#### Instructions for the task
Leave out the images and output the records word for word.
* * * * * * *
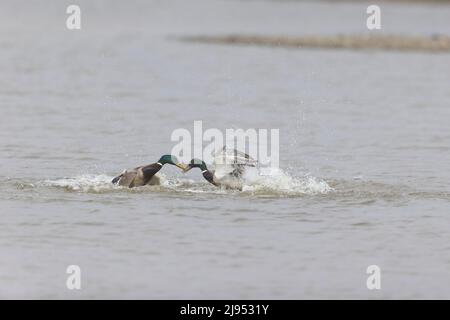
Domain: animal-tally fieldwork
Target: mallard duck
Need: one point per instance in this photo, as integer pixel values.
(146, 175)
(231, 180)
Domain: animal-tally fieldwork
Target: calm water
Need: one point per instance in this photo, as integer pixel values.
(364, 142)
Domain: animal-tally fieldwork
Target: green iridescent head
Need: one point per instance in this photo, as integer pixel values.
(169, 159)
(197, 163)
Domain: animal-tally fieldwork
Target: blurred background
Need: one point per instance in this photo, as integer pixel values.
(369, 122)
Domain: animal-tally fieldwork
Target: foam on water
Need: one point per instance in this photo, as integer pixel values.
(272, 182)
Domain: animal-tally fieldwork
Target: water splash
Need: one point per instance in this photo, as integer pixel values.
(274, 182)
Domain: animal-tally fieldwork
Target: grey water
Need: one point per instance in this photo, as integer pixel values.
(364, 149)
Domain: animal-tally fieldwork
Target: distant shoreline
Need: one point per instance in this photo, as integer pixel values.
(434, 43)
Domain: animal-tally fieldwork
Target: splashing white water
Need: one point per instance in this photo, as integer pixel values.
(273, 182)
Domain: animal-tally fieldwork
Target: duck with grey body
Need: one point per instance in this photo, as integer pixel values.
(146, 175)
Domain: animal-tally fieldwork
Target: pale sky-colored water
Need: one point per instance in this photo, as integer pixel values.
(368, 129)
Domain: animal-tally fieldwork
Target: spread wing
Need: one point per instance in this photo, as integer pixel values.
(232, 162)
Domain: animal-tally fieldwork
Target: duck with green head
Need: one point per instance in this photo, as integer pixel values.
(146, 175)
(233, 180)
* * * * * * *
#### Problem solution
Domain: animal-tally fieldwork
Target: mallard duck
Need: one point per instance in this photo, as integer pixel values.
(146, 175)
(231, 180)
Domain: animal-tally fieldwork
Target: calm water
Need: one point per instance in this photo, as integer pixel values.
(364, 142)
Domain: animal-tally fieldwork
Target: green iridescent head
Need: one point per instance in this photo, as integer pixel values.
(169, 159)
(197, 163)
Domain: animal-tally fieldwork
Target: blurred background
Need: one point per instance in this photo, as integer pixel values.
(369, 122)
Domain: animal-tally fieldwork
Target: foam on water
Need: one point per instance in this photo, as integer pixel values.
(272, 182)
Domain: animal-tally fieldwork
Target: water splash
Need: one point per instance in this photo, as integer pixel values.
(274, 182)
Domain: animal-tally fieldwork
Target: grey water
Need: one point per instance in this photo, as integer pixel values.
(364, 149)
Domain: animal-tally fieldwork
Target: distant shoreline
Need: one point per instance in this photo, as integer pixel values.
(434, 43)
Domain: animal-tally fieldwork
Target: splashing white water
Need: one point per instance in this photo, as integer pixel values.
(273, 182)
Domain: animal-tally fieldwork
Target: duck with grey body
Need: one point per instance in this photo, as integer pixel values.
(146, 175)
Domain: animal-tally fieldwork
Target: pale sky-colored water
Need: one point per instance in this photo, as integer pixel values.
(368, 129)
Domain: animal-tally fieldwork
Target: spread wing
Need: one point per instance in this photo, as integer pixel values.
(232, 162)
Domain: animal-tally fieldwork
Target: duck with green head
Need: one point per instance in this photo, as integer pixel values.
(146, 175)
(233, 180)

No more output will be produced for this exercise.